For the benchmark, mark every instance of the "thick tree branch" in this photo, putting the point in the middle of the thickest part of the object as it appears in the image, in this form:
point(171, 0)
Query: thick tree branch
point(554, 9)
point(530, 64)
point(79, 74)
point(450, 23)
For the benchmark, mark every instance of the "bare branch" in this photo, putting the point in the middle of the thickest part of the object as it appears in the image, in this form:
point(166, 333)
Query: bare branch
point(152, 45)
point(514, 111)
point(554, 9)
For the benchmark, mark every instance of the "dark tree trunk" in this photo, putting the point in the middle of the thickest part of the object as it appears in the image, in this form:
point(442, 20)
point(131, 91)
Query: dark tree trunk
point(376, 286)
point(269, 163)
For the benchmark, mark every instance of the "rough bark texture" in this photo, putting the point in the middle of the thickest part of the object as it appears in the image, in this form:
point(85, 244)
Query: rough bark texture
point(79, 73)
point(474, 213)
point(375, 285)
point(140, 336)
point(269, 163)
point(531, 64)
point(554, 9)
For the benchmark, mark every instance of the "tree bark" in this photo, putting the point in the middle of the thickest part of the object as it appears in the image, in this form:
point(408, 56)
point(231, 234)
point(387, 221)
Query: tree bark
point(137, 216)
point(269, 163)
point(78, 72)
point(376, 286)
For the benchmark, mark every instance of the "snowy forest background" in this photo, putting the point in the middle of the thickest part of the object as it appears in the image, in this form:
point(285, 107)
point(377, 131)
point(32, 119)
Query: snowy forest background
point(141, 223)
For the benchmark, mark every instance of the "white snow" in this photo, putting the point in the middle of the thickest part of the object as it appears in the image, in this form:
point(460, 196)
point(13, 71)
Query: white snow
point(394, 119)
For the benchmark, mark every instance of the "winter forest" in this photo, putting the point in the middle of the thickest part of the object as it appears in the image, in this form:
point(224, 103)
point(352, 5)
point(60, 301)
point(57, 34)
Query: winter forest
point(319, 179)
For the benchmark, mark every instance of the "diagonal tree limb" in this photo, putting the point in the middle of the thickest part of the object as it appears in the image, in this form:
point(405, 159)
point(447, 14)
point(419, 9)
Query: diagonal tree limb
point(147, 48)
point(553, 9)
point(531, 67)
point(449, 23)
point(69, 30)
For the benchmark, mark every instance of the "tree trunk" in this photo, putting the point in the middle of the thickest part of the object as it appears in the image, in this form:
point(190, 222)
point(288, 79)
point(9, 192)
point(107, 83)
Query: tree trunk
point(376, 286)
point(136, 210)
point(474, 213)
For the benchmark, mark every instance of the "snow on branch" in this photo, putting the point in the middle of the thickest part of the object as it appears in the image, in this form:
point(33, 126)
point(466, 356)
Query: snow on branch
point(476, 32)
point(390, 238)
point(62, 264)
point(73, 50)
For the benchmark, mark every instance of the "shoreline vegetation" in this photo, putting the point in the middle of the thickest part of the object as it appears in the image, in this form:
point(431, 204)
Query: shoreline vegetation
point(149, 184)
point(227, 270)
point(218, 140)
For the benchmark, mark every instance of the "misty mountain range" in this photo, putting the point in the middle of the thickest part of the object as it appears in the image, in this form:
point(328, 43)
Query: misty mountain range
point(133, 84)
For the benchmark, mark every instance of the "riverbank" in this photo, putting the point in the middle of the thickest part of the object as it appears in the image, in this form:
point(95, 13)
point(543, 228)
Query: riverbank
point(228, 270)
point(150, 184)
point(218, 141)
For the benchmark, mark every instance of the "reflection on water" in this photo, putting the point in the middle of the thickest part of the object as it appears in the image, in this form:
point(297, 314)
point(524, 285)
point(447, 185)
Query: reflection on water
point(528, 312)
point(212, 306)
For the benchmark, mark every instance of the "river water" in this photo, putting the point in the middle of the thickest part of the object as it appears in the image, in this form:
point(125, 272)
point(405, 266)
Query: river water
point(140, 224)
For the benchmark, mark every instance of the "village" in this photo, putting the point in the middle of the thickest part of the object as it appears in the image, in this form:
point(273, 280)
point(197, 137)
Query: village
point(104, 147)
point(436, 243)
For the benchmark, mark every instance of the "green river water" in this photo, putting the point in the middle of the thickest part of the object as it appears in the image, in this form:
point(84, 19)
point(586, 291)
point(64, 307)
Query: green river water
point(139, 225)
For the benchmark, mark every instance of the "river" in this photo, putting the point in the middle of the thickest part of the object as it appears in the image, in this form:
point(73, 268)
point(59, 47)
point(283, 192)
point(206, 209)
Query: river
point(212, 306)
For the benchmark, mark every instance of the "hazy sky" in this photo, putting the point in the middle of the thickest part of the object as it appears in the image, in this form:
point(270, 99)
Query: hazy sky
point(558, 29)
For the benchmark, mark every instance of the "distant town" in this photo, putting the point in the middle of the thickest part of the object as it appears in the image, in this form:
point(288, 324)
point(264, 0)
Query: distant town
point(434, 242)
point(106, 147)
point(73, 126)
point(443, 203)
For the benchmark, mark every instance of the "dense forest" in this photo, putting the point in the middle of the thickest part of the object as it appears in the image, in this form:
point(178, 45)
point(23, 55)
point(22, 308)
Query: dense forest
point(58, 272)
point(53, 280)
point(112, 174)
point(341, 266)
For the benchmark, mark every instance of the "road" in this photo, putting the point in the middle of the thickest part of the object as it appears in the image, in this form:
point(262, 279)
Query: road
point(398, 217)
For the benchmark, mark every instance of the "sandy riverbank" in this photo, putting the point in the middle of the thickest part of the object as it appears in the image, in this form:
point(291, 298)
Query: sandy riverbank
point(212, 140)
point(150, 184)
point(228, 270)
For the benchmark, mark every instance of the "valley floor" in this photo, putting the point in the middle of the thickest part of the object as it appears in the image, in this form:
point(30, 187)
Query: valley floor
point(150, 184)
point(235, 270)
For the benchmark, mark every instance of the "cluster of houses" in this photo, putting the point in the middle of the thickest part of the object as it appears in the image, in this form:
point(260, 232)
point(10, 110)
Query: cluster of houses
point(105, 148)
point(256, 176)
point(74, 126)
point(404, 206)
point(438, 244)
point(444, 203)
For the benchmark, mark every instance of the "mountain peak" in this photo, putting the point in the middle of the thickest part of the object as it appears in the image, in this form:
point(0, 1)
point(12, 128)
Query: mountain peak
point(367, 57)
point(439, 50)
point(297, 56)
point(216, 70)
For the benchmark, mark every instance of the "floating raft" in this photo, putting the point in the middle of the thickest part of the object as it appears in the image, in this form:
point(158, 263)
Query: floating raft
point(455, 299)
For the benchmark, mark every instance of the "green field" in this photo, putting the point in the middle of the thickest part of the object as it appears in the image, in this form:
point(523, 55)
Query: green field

EXERCISE TASK — Swap "benchmark" for "evaluation" throughout the lines above and reproduce them with nothing else changed.

THE SOLUTION —
For the evaluation, mark every instance of the "thick tree branch" in this photo, putting the point in the middle of the thickest part of the object as it appears in the image, in this form:
point(171, 0)
Query: thick tree branch
point(554, 9)
point(530, 64)
point(79, 74)
point(450, 23)
For the evaluation, mark every instance of the "bare branch" in this photo, putting the point in the middle of the thickest part of the object as it appears in the image, in this form:
point(166, 333)
Query: bare branch
point(152, 45)
point(514, 111)
point(554, 9)
For the evaluation, mark every instance of the "dark tree trunk" in this photo, putting the point in the middle of the thickest part of the object as it appears in the image, in this form:
point(442, 20)
point(131, 91)
Query: dark tree trunk
point(376, 286)
point(269, 163)
For the evaluation, mark every instance of the "rough bark texture" in this photo, putting the point in the middle of the thickest part of the object as it appears in the image, in this form:
point(85, 244)
Query: rough bark texture
point(79, 73)
point(474, 213)
point(375, 285)
point(140, 336)
point(269, 163)
point(531, 64)
point(554, 9)
For the evaluation, mark every instance of the "tree bark" in this photo, putting the point in the middle of the thickest part of the object as it appears in the image, in this form:
point(408, 56)
point(231, 234)
point(387, 221)
Query: tree bark
point(137, 216)
point(269, 163)
point(78, 72)
point(376, 286)
For the evaluation, mark every instance of the "snowy forest background" in this photo, putting the point in the middle of the thickest part of the object as it appears in the image, in this form:
point(285, 107)
point(377, 131)
point(32, 119)
Query: snowy forest background
point(141, 223)
For the evaluation, mark every instance of the "white snow" in this photo, putting the point in the middle of the thickest part of the object as it appears in the image, in this form:
point(460, 196)
point(13, 71)
Query: white snow
point(394, 119)
For the evaluation, mark every instance of the "winter forest" in this photo, putting the point in the middle of the thickest part of the object as it appears in the image, in this form:
point(224, 103)
point(352, 5)
point(60, 301)
point(57, 34)
Query: winter forest
point(319, 179)
For the evaluation, mark every instance of the "diagonal tree limb" in this photo, putting the point in the middle of the thickest part of the object as it appears in the image, in this form:
point(405, 159)
point(447, 14)
point(419, 9)
Query: diagonal tree limb
point(147, 48)
point(553, 9)
point(531, 67)
point(449, 23)
point(69, 30)
For the evaluation, mark every instance of the "tree trunk" in this photo, putting the point in the middle of the thickest part of the object as it appears in the image, in this form:
point(190, 222)
point(288, 79)
point(9, 192)
point(107, 83)
Query: tree trunk
point(376, 286)
point(136, 210)
point(474, 213)
For the evaluation, mark every instance of the "snow on branch" in this photo, putting the point in the middle of the thickest part of the object as it appears in the image, in this form:
point(33, 126)
point(466, 356)
Query: snow on branch
point(476, 32)
point(390, 238)
point(62, 264)
point(73, 50)
For the evaluation, mark every instance of the "shoreline vegetation" in this photo, putting the point in the middle of the thickest part of the object as it appears in the image, in this form:
point(431, 204)
Query: shoreline vegetation
point(149, 184)
point(227, 270)
point(218, 140)
For the evaluation, mark every instance of the "misty mountain range" in this photo, putting the point in the middle of the thickest part of the object as it appears in the image, in this form:
point(328, 43)
Query: misty mountain range
point(133, 84)
For the evaluation, mark every instance of the "riverbank" in this photo, putting the point in the middle of the thickest part of the object as it appears in the image, in this form:
point(95, 13)
point(543, 228)
Query: riverbank
point(228, 270)
point(150, 184)
point(218, 141)
For the evaluation, mark every instance of the "reflection on water" in this photo, putting the point in the middle of the thickest part of the object as it appears in the image, in this form:
point(297, 314)
point(524, 285)
point(447, 185)
Query: reflection on water
point(528, 312)
point(212, 306)
For the evaluation, mark every instance of the "river water" in this photo, putting the point in the middle of the thickest part of the object as it appears in the image, in this form:
point(125, 272)
point(405, 266)
Query: river water
point(140, 224)
For the evaluation, mark every instance of the "village" in this photo, putting the point in the middle of the thickest part of the object as it appears in the image, in this form:
point(273, 280)
point(197, 137)
Query: village
point(104, 147)
point(436, 243)
For the evaluation, mark every instance of the "green river water" in this photo, putting the point in the middle of the thickest part of the object as it appears in the image, in this form:
point(84, 19)
point(586, 291)
point(64, 307)
Query: green river water
point(139, 225)
For the evaluation, mark every instance of the "river" in this photo, putting the point in the middle of the thickest part of the object as it appears in the image, in this form:
point(73, 268)
point(59, 47)
point(283, 192)
point(206, 209)
Query: river
point(212, 306)
For the evaluation, mark every instance of the "hazy sky" in this photo, putting the point in the middle of the thickest part of the object as it appears in the image, in this form:
point(270, 99)
Query: hazy sky
point(558, 29)
For the evaluation, mark every instance of the "distant town" in this photo, putting the point in the middle of the thickest part of the object as it appears in the image, in this form:
point(288, 324)
point(264, 0)
Query: distant town
point(434, 242)
point(106, 147)
point(73, 126)
point(443, 203)
For the evaluation, mark every instance of the "dense forest" in this photo, putting the point in the middle of the thickest part of the object as it appears in the image, in this form:
point(178, 45)
point(23, 55)
point(22, 308)
Query: dense forest
point(58, 272)
point(53, 280)
point(112, 174)
point(341, 266)
For the evaluation, mark every instance of the "road" in this photo, putting the point in the middle of the thickest part of the object as it appears in the image, in this form:
point(262, 279)
Query: road
point(398, 217)
For the evaluation, mark every instance of the "sandy riverbank" in this photo, putting the point in the middle of the thickest part of the object as it appears in the image, in this form:
point(291, 298)
Query: sandy riverbank
point(212, 140)
point(150, 184)
point(228, 270)
For the evaluation, mark every instance of the "valley floor" in this photo, putting the point in the middle of the thickest part of the object as it appears in the image, in this form:
point(30, 187)
Query: valley floor
point(150, 184)
point(235, 270)
For the evaluation, mark every instance of the "cluster of houses" in this photo, putting the point in the middle of the thickest part of the object as it appears in the image, in this form:
point(260, 232)
point(10, 110)
Query: cluster of houses
point(105, 148)
point(256, 176)
point(74, 126)
point(404, 206)
point(438, 244)
point(444, 203)
For the evaluation, mark every instance of the "mountain peak" in this photo, putting the point in the middle of the thickest part of the object as it appears in the image, in this form:
point(0, 1)
point(12, 128)
Query: mountain peak
point(367, 57)
point(439, 50)
point(297, 56)
point(216, 70)
For the evaluation, mark every instance of the "floating raft" in this photo, putting the point in the middle of the thickest part of the object as it appears in the image, in this form:
point(158, 263)
Query: floating raft
point(455, 299)
For the evaluation, mark every instance of the "green field" in this photo, putting the point in the middle of the thickest part of the object as it appears in the image, in this form:
point(523, 55)
Query: green field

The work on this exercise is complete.